-- start Data for processing --

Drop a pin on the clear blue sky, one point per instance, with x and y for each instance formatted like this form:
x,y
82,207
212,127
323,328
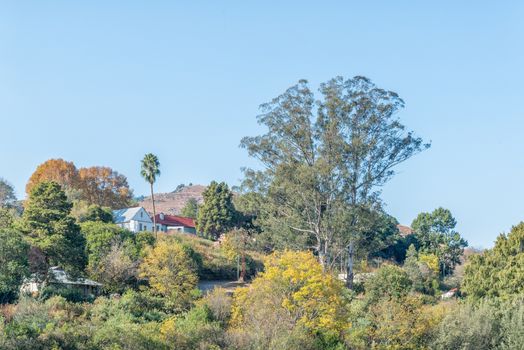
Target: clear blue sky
x,y
104,82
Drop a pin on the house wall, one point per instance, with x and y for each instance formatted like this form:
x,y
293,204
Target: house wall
x,y
181,229
134,226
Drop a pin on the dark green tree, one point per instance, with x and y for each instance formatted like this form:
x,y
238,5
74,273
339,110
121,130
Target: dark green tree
x,y
217,215
7,217
190,209
13,264
51,229
497,272
7,194
435,233
150,170
326,160
97,213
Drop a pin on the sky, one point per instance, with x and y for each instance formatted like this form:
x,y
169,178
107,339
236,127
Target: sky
x,y
104,82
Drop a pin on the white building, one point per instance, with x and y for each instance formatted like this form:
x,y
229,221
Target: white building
x,y
59,278
134,219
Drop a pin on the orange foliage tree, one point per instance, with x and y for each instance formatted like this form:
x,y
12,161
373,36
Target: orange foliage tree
x,y
57,170
105,187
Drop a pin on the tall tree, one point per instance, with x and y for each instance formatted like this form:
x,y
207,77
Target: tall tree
x,y
104,187
7,193
190,209
217,214
497,272
150,171
322,172
13,264
58,170
51,229
435,233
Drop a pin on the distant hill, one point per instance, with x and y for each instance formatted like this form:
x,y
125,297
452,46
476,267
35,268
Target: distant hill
x,y
173,202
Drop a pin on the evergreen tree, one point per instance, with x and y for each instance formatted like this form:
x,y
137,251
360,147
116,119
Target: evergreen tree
x,y
190,209
435,233
217,215
51,229
13,264
498,272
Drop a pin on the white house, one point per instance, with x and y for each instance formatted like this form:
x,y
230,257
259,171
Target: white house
x,y
134,219
59,278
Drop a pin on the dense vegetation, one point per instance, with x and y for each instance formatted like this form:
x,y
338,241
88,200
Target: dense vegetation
x,y
320,263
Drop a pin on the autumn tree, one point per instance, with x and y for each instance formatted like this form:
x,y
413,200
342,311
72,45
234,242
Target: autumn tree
x,y
105,187
435,233
51,229
325,160
7,193
217,215
190,209
293,293
58,170
150,170
170,272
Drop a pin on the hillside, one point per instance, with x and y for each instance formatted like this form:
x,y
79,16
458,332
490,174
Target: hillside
x,y
173,202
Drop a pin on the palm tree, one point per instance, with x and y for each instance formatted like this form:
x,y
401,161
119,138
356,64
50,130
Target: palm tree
x,y
150,171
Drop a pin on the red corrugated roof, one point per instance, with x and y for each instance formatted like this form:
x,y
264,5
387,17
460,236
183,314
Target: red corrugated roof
x,y
405,230
175,220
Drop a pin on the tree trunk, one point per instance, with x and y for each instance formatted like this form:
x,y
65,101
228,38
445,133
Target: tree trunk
x,y
349,271
242,277
154,211
322,256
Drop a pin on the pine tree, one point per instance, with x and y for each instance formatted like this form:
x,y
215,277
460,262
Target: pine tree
x,y
51,230
217,215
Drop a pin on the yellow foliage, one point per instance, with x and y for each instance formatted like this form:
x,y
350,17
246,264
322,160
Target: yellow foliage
x,y
169,270
229,248
431,260
403,324
295,283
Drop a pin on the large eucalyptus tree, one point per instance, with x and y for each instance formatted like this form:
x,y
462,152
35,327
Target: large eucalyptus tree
x,y
325,160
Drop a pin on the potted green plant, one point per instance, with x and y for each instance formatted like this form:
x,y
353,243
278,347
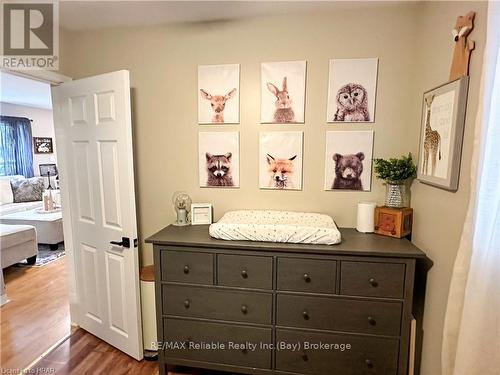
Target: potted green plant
x,y
397,173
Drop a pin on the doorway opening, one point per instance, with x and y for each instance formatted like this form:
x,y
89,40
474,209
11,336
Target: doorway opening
x,y
35,313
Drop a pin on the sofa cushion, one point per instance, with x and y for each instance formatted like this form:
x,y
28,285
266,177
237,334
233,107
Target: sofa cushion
x,y
6,195
27,190
12,235
11,208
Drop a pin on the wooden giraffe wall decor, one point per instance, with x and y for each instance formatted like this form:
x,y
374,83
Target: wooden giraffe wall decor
x,y
463,46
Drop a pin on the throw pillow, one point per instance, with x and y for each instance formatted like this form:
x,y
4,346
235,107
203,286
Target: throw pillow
x,y
27,190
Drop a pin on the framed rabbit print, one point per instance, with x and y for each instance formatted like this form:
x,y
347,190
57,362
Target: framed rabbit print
x,y
283,91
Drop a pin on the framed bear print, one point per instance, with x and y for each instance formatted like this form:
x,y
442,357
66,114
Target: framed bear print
x,y
219,159
219,94
348,160
441,134
352,89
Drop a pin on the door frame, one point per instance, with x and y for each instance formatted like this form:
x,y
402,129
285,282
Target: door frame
x,y
55,79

-- end Data for processing --

_Aim of the exercise_
Transcribe every entry word for word, but skip the pictures.

_Solution for this task_
Drop a pin on the clear blue sky, one point per instance, with x and y for each instance formatted like this form:
x,y
82,207
212,127
323,328
Target: clear blue sky
x,y
104,82
Drop a pin on the house wall, one point per instance, with x and y for each instance formatted like this form:
x,y
293,204
Target: house wall
x,y
181,229
134,226
Drop a pin on the dark green tree, one point per instance, with x and y for each instance formatted like this form:
x,y
238,5
74,273
339,110
121,130
Target: dark green tree
x,y
217,215
7,217
190,209
13,264
51,229
497,272
7,194
435,233
150,170
326,160
97,213
Drop a pin on the sky, one point per instance, with x and y for each instance formatted like this form:
x,y
169,178
107,339
236,127
Target: sky
x,y
104,82
Drop a pin on the white building, one point per instance, with x and y for each instance formatted like this form:
x,y
229,221
Target: white building
x,y
59,278
134,219
Drop a pin on the orange foliage tree, one point per instance, with x and y for each instance formatted like this form:
x,y
12,161
373,36
Target: orange foliage tree
x,y
57,170
105,187
Drop a pin on the tall tree, one point per instance, with x and y for each instance formatted like this form:
x,y
207,77
Target: tall tree
x,y
104,187
7,193
190,209
217,214
497,272
150,171
322,172
13,264
58,170
51,229
435,233
Drop a pin on the distant hill, one point per instance, with x and y for each instance formatted like this form:
x,y
125,297
452,46
476,267
35,268
Target: distant hill
x,y
173,202
Drop a pin on the evergreen tree, one point per instance, with x and y for each instance formatted like this form:
x,y
137,251
360,147
116,119
Target: evergreen tree
x,y
190,209
435,233
217,215
51,229
13,264
498,272
Drop a pin on the white house, one point per instance, with x and y for each instance formatted like this form:
x,y
230,257
259,171
Target: white house
x,y
134,219
59,278
Drop a pin on the dense vegetation, one point per instance, with x and y for each instance formatted like this form:
x,y
338,241
88,200
Target: dense vegetation
x,y
320,263
Drop a pin on the autumn tree, one point per instance, with x and y for each instance formatted like this form:
x,y
413,200
342,311
72,45
234,242
Target: autumn tree
x,y
105,187
435,233
51,229
325,160
7,193
217,215
190,209
293,293
58,170
150,170
170,272
Drop a pin on the hillside, one point per instance, with x and y for each instance formatted like this form:
x,y
79,16
458,332
490,174
Target: hillside
x,y
173,202
Drop a pin on the palm tree, one point per instance, with x and y for each instance formatted like this form:
x,y
401,161
119,138
356,64
50,130
Target: palm tree
x,y
150,171
Drop a pin on the red corrugated roof, one point per instance, with x and y for each instance formatted like this form:
x,y
264,5
387,17
460,236
183,314
Target: red corrugated roof
x,y
405,230
175,220
Drop a pin on the tree trunk, one point per instance, with x and y for each instance formatted like this form:
x,y
65,101
228,38
445,133
Target: tree trunk
x,y
349,271
242,277
154,211
322,256
Drop a pin on the pine tree, one point per instance, with x and y for each instance formatted like this form:
x,y
215,277
460,262
Target: pine tree
x,y
51,230
217,215
Drop a pin on the yellow foliage, one point per instance, with x and y for each instance formatted like this form:
x,y
350,17
246,264
322,160
Target: yellow foliage
x,y
169,270
229,248
431,260
403,324
295,283
Drop a pin on the large eucalyptus tree, one point per instance, with x and y for each instance formatted like this form:
x,y
462,152
35,327
Target: large eucalyptus tree
x,y
325,160
Drop a pin on the potted green plant, one point per instance, with x and y for each instance formatted like this form:
x,y
353,243
278,347
Target: potted green plant
x,y
397,173
Drop a pin on the doorway opening, one point per instance, with x and y for each instance formatted like this form:
x,y
89,40
474,209
11,336
Target: doorway opening
x,y
35,313
Drop a pin on the sofa cushion, one point per instance, with x and y for each instance formatted like this form:
x,y
28,285
266,177
237,334
233,107
Target: sofa cushion
x,y
6,195
27,190
12,235
11,208
Drop a pin on the wooden giraffe wall decor, one point per instance, with x and y for each instance formatted like this form:
x,y
374,83
Target: wooden giraffe wall decor
x,y
463,46
Drop a pin on the throw pillow, one point per instance, with x and y for each instance formatted like this form:
x,y
4,346
235,107
203,286
Target: throw pillow
x,y
27,190
Drop a pin on the framed rabbit print, one point per instance, with x and y for each instance formatted like this form:
x,y
347,190
57,362
Target: framed rabbit print
x,y
283,91
Drop a pin on the framed bear print, one point per instance, with x and y for each instance formatted like this form:
x,y
442,357
66,114
Target: framed bear print
x,y
219,159
219,94
348,160
441,134
352,89
Drop a pin on the door frame, one point per instance, with x and y for each instance formatted like this form:
x,y
402,129
285,282
Target: door frame
x,y
55,79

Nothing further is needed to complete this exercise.